Copy the listing word for word, from the line with "out the sofa" through its final line, and leave out everything before it.

_____

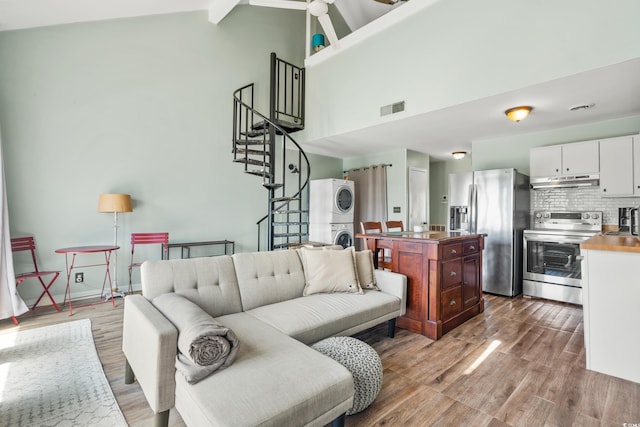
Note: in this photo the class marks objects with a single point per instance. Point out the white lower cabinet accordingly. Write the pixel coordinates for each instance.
(611, 302)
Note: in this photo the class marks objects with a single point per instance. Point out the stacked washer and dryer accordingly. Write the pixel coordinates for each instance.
(331, 212)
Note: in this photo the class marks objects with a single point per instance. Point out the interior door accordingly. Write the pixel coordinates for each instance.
(418, 197)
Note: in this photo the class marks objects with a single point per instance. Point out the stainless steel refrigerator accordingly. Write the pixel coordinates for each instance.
(494, 203)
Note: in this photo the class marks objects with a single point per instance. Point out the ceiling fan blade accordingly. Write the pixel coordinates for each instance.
(329, 31)
(283, 4)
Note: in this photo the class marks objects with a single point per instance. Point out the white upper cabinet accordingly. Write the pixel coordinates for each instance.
(545, 161)
(578, 158)
(617, 167)
(636, 165)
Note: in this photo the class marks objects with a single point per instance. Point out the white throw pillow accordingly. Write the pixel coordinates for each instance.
(330, 271)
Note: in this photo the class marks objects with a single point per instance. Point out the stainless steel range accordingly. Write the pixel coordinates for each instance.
(552, 258)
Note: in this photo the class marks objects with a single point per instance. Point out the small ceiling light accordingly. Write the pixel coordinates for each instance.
(459, 154)
(518, 113)
(581, 107)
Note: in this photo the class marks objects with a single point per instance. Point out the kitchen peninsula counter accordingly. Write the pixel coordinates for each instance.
(612, 242)
(444, 277)
(611, 297)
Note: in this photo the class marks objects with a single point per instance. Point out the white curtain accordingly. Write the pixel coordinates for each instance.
(370, 196)
(10, 302)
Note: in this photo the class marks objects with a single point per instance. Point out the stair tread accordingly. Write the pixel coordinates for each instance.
(287, 245)
(241, 142)
(272, 185)
(289, 234)
(240, 150)
(255, 132)
(250, 161)
(285, 199)
(288, 126)
(289, 211)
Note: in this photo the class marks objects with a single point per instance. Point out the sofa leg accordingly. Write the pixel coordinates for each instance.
(339, 422)
(129, 376)
(161, 419)
(392, 328)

_____

### Exercise output
Note: in this photo the class marks objects with a single point per instance. Point out the sofa leg accordingly. Write the pixel coordinates for each instance.
(339, 422)
(129, 376)
(161, 419)
(392, 328)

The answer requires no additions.